■ **Raw records**:

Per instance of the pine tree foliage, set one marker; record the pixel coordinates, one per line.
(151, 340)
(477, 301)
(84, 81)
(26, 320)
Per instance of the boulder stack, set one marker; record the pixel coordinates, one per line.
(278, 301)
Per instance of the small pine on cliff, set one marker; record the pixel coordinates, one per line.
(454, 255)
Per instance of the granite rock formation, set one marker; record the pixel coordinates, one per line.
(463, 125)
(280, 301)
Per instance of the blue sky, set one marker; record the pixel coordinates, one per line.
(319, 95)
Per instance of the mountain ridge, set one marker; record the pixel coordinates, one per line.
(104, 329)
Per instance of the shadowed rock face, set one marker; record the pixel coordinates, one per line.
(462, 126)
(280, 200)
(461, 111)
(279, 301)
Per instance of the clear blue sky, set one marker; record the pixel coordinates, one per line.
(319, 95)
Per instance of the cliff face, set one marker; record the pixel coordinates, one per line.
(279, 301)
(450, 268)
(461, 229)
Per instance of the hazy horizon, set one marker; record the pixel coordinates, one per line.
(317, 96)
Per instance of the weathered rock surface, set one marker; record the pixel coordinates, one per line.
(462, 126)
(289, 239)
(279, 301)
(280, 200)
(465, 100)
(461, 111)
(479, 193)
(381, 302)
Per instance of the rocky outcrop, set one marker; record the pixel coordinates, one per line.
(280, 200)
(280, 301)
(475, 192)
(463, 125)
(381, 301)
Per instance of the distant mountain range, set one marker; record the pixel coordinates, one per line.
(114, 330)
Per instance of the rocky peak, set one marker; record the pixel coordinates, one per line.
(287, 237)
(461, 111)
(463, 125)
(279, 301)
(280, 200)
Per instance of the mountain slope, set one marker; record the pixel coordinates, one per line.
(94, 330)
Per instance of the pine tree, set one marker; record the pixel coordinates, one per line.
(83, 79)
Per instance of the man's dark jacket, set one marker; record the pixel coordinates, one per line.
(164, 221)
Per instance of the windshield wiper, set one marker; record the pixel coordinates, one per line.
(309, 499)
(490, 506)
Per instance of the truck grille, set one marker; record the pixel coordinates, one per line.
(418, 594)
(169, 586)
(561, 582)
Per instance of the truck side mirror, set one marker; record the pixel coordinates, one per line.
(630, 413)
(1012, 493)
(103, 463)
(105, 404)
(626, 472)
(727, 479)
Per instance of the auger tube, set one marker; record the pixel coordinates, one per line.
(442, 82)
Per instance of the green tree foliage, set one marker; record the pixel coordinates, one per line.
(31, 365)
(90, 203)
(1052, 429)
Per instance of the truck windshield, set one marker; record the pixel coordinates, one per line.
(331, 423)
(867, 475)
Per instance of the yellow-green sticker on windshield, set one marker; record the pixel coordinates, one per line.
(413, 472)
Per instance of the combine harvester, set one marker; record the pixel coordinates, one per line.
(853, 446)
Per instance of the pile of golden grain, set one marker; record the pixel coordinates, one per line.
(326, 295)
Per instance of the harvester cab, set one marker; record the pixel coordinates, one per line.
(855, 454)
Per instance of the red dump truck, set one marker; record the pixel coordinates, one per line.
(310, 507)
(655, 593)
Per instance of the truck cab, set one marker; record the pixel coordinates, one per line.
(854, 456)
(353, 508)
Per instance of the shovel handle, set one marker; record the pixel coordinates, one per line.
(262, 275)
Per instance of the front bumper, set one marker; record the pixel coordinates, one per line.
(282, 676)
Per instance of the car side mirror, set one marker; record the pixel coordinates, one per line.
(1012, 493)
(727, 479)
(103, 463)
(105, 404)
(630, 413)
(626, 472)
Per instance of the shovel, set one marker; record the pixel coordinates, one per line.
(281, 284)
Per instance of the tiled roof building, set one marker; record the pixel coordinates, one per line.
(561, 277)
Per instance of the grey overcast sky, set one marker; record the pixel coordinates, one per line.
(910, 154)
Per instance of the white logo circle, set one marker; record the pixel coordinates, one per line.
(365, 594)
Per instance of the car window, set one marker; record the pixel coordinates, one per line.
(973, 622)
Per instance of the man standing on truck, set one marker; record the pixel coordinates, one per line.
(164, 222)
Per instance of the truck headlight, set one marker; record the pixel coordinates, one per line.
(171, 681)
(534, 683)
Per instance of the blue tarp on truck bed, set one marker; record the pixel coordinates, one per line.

■ **The problem**: Please repeat all of the material above word for word, line for line, with nothing changed, added, or left out.

■ **Task answer**:
Per instance of the pine tree foliage, set one marker; record the pixel coordinates, one per line.
(151, 340)
(477, 301)
(84, 81)
(26, 320)
Per instance of the boulder stack, set one marker; record the pixel coordinates, one per line.
(278, 301)
Per instance of the small pine on cliff, set one marker; record the pixel coordinates, one per line.
(454, 255)
Per instance of the granite rock formation, set one marker; record the pixel coordinates, one per line.
(463, 125)
(280, 301)
Per instance of the blue sky, set one marker; record the pixel coordinates, one per line.
(319, 95)
Per instance of the mountain ridge, set one marker; record the pixel coordinates, one per line.
(104, 329)
Per instance of the shadowed rock face, set one marker; record the pixel coordinates, one per line.
(462, 126)
(280, 200)
(461, 111)
(279, 301)
Per instance of the clear blue sky, set one marker; record the pixel coordinates, one per line.
(319, 95)
Per instance of the cliff face, set one marker; record the pixel coordinates, one per line.
(279, 301)
(450, 268)
(461, 229)
Per instance of the hazy horizon, set one marker; record the pixel coordinates, one per line.
(317, 96)
Per instance of the weathered rock surface, set one marker; record the pixel coordinates, one per line.
(462, 126)
(289, 239)
(279, 301)
(280, 200)
(465, 100)
(461, 111)
(479, 193)
(381, 302)
Per instance of the rocky outcrop, set one marker; record the pixel coordinates, one per line.
(280, 200)
(280, 301)
(475, 192)
(463, 125)
(381, 301)
Per instance of the distant mountain range, set one marker; record the pixel coordinates, one per line.
(114, 330)
Per instance of the rocky peak, set one marker; record the pixel coordinates, one per line.
(287, 237)
(461, 111)
(463, 125)
(279, 301)
(280, 200)
Per instance of the mountain slope, set one marker; record the pixel coordinates, one per line.
(94, 330)
Per instance of the pine tree, set one marker; record the pixel coordinates, one per line.
(83, 79)
Per instance of the man's dark jacket, set one marker; record the pixel coordinates, one per line.
(164, 221)
Per instance of the windshield wiper, set one marker; record the pixel coordinates, one per line.
(309, 499)
(490, 506)
Per instance of the truck grille, set one marker; record the pixel coordinates, one per line.
(418, 594)
(169, 586)
(561, 582)
Per instance of the truck side mirror, set one marker; record the pixel coordinates, one per line.
(630, 413)
(1012, 493)
(103, 463)
(105, 404)
(626, 472)
(727, 479)
Per instance of the auger tube, set one marker; record the pixel coordinates, one per line.
(442, 82)
Per instance of the green tree foliage, set one marker; record the pixel coordinates, one per line.
(31, 365)
(90, 203)
(1052, 429)
Per instance of the truck windshield, set one marker; record the pixel coordinates, one per line.
(331, 423)
(867, 475)
Per instance of the yellow-green sticker on windshield, set one marker; record the pixel coordinates, one per line.
(413, 472)
Per instance of the combine harvester, set one marker; record the pixel coordinates, one per line.
(853, 446)
Per instance of the pile of golden grain, set one marker; record the pixel coordinates, one per line.
(326, 295)
Per instance of the harvester cab, set one marker; record the pixel coordinates, one per line.
(855, 454)
Per instance of the red dump truck, set one marker; record the pixel coordinates, one per line.
(310, 507)
(655, 593)
Per instance of the truck cab, set one marker; record the pixel coordinates, one per line.
(854, 456)
(353, 508)
Per instance of the shovel handle, set one marker; record the pixel coordinates, one per line.
(262, 275)
Per instance of the front bumper, set one marker; record the pixel coordinates, one per line.
(282, 676)
Per instance of the car side mirror, set one marker; record the pixel coordinates, one per line.
(1012, 493)
(727, 479)
(103, 463)
(105, 404)
(630, 413)
(626, 472)
Per instance of the shovel, set one marker; record the pixel coordinates, one per line.
(281, 284)
Per instance of the tiled roof building, set one marker; record the pixel coordinates, one per line.
(561, 277)
Per instance of the grey overcast sky, set one marker; record the pixel coordinates, one per line.
(910, 154)
Per instance of the white logo circle, set one marker; record the pixel coordinates, one per line.
(365, 594)
Per instance of the car window, set one marker; record the pixel coordinates, one per line.
(973, 622)
Per instance of the man standing on truck, set one marker; record the pixel coordinates, one per line.
(164, 222)
Per instance of the truck headlight, set one marker; record the pixel coordinates, one per line.
(171, 681)
(534, 683)
Per instance of the blue tarp on truck bed, set one marker; record the pixel coordinates, one per line.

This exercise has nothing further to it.